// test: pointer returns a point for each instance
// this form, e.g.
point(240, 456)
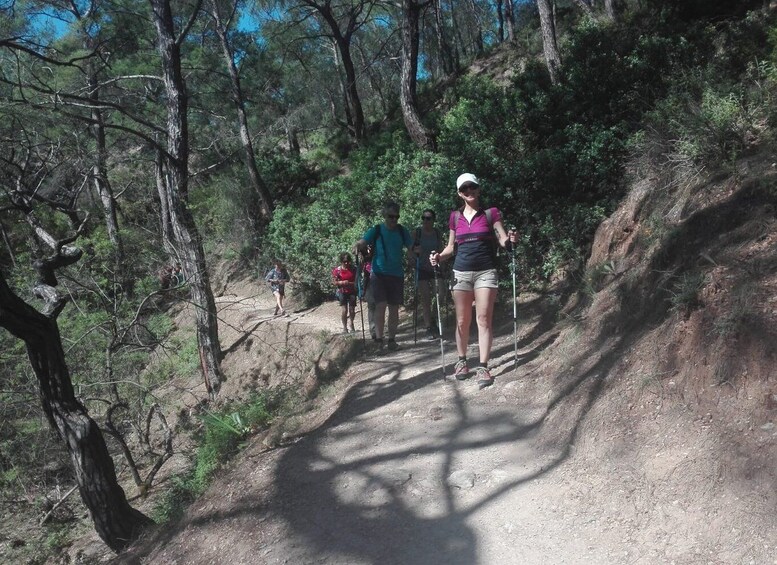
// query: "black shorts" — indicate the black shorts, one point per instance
point(388, 288)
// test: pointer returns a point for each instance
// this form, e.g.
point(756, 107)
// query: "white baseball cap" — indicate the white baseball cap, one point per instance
point(465, 178)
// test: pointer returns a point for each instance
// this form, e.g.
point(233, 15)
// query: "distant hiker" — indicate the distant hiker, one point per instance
point(369, 296)
point(344, 279)
point(387, 278)
point(474, 269)
point(165, 276)
point(427, 239)
point(278, 277)
point(177, 277)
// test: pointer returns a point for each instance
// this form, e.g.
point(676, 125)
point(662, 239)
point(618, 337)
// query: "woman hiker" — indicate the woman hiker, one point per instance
point(344, 279)
point(474, 270)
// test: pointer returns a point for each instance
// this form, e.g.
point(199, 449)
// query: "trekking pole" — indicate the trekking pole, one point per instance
point(439, 319)
point(359, 288)
point(515, 307)
point(415, 299)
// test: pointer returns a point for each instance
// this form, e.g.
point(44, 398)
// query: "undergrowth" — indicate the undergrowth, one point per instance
point(223, 434)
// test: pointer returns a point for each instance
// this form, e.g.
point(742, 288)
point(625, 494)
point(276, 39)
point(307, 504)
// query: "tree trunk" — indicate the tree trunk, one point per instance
point(116, 522)
point(444, 49)
point(176, 183)
point(478, 40)
point(343, 43)
point(500, 21)
point(103, 186)
point(549, 44)
point(510, 19)
point(611, 9)
point(419, 134)
point(258, 184)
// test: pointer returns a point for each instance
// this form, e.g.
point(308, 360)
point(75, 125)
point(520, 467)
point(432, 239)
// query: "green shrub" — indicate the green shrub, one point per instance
point(222, 435)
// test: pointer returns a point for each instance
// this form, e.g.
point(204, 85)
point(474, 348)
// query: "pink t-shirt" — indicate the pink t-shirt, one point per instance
point(475, 240)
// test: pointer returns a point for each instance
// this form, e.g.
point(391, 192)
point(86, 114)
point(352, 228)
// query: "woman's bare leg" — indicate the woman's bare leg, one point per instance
point(462, 299)
point(484, 313)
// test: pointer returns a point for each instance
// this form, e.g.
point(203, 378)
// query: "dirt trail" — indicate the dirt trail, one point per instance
point(409, 468)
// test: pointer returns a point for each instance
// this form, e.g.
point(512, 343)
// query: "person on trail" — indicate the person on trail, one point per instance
point(474, 234)
point(367, 291)
point(344, 279)
point(278, 277)
point(427, 240)
point(166, 277)
point(388, 275)
point(177, 277)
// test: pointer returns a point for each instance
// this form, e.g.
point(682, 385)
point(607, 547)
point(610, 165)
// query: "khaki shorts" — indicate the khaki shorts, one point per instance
point(471, 280)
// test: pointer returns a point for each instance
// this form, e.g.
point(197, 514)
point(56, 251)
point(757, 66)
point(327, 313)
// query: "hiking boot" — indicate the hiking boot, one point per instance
point(484, 377)
point(460, 370)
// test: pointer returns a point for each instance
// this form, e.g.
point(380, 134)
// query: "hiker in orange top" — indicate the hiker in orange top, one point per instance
point(475, 232)
point(344, 279)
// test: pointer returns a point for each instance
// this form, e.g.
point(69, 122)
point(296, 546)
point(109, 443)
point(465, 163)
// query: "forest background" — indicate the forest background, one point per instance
point(137, 135)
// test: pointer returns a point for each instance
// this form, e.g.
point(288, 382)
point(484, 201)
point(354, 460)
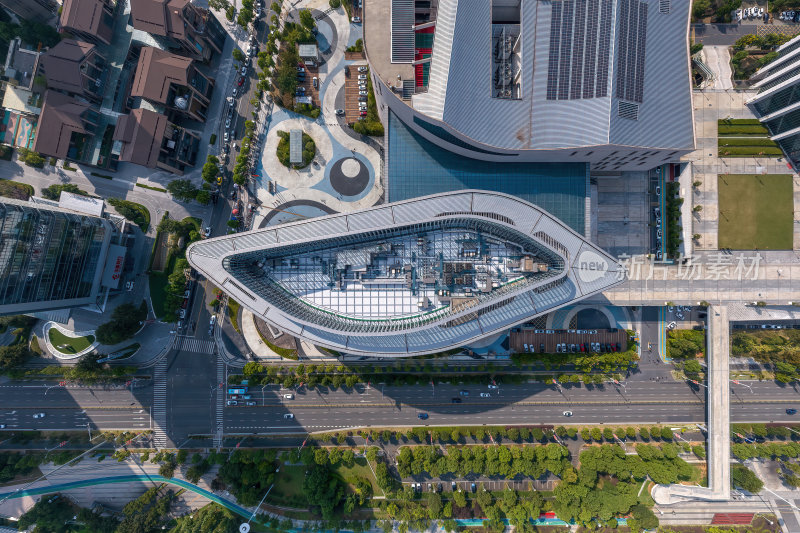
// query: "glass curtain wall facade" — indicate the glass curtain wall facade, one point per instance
point(48, 256)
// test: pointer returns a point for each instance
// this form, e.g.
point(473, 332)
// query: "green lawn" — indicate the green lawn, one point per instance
point(288, 489)
point(69, 345)
point(158, 292)
point(359, 469)
point(755, 211)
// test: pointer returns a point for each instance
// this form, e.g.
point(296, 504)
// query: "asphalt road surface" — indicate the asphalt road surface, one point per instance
point(535, 404)
point(74, 418)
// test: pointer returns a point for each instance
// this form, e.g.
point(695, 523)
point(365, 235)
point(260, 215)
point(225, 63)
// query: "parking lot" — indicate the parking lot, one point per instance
point(535, 338)
point(351, 90)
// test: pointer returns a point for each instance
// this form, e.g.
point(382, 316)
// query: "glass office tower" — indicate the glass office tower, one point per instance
point(50, 258)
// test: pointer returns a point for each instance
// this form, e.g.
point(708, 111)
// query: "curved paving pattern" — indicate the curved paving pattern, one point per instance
point(349, 176)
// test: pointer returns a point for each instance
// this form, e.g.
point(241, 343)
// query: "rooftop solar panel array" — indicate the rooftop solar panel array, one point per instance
point(631, 41)
point(403, 37)
point(580, 34)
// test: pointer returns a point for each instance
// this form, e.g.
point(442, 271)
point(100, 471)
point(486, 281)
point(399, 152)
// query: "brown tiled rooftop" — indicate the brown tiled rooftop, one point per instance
point(86, 16)
point(141, 133)
point(62, 65)
point(60, 117)
point(159, 17)
point(155, 72)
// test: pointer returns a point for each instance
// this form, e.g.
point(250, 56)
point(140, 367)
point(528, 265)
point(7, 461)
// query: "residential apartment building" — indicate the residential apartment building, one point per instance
point(75, 68)
point(180, 25)
point(777, 103)
point(21, 64)
point(39, 10)
point(149, 139)
point(65, 128)
point(172, 82)
point(89, 20)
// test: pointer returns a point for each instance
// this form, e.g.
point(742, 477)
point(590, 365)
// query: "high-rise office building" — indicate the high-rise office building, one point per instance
point(52, 258)
point(777, 103)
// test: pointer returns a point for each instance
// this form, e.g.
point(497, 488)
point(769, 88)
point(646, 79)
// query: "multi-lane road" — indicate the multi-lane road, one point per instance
point(192, 399)
point(72, 408)
point(534, 404)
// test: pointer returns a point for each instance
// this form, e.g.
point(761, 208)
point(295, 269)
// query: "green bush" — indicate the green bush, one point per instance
point(282, 152)
point(15, 190)
point(744, 129)
point(752, 141)
point(53, 192)
point(749, 151)
point(136, 213)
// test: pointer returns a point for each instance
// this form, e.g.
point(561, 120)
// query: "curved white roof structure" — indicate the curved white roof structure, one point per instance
point(411, 277)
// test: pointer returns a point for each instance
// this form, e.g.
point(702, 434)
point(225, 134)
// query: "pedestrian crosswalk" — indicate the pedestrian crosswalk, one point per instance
point(190, 344)
point(220, 399)
point(160, 403)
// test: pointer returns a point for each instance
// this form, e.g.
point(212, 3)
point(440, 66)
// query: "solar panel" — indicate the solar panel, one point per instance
point(590, 60)
point(580, 35)
point(565, 54)
point(603, 49)
point(402, 31)
point(631, 46)
point(555, 41)
point(578, 49)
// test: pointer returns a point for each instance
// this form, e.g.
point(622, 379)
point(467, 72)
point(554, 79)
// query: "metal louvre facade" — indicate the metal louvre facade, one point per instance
point(49, 258)
point(251, 262)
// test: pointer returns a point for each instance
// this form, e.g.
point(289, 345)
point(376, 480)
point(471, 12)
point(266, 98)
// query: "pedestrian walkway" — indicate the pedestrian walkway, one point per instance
point(160, 404)
point(220, 399)
point(190, 344)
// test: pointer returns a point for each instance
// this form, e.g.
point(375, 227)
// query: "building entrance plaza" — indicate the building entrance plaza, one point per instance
point(346, 171)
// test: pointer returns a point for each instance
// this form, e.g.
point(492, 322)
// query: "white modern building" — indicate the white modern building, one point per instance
point(411, 277)
point(777, 103)
point(604, 82)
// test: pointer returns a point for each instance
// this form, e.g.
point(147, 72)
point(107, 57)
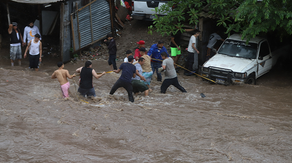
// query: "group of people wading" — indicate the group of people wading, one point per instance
point(31, 38)
point(137, 70)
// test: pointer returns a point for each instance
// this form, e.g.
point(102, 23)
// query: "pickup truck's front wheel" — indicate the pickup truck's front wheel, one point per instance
point(250, 79)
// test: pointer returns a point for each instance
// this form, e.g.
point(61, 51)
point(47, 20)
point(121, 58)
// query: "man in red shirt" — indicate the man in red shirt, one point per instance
point(137, 55)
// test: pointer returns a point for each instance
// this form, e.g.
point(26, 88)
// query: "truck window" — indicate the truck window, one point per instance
point(264, 50)
point(238, 49)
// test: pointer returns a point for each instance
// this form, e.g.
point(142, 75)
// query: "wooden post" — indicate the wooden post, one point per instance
point(91, 27)
point(201, 22)
point(72, 27)
point(112, 14)
point(8, 14)
point(61, 28)
point(41, 19)
point(79, 37)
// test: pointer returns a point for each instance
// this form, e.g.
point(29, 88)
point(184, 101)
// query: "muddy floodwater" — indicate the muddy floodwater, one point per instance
point(247, 123)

- [WHAT YOU NEED TO DO] Output the records above as they stand, from the first line to the line with "point(233, 15)", inclusive, and exclude the pictures.

- [EXERCISE RESULT]
// test: pointer returns a point for each instance
// this form, e.g.
point(240, 456)
// query: "black shorts" — indicate the black shorts, one point per instance
point(388, 288)
// test: pointer returns a point for each instance
// this form, e.g.
point(756, 107)
// query: "white baseball cap" — indicate the white baseball cap, one point per instance
point(465, 178)
// test: pointer returns a point for each instance
// this form, e.g.
point(233, 15)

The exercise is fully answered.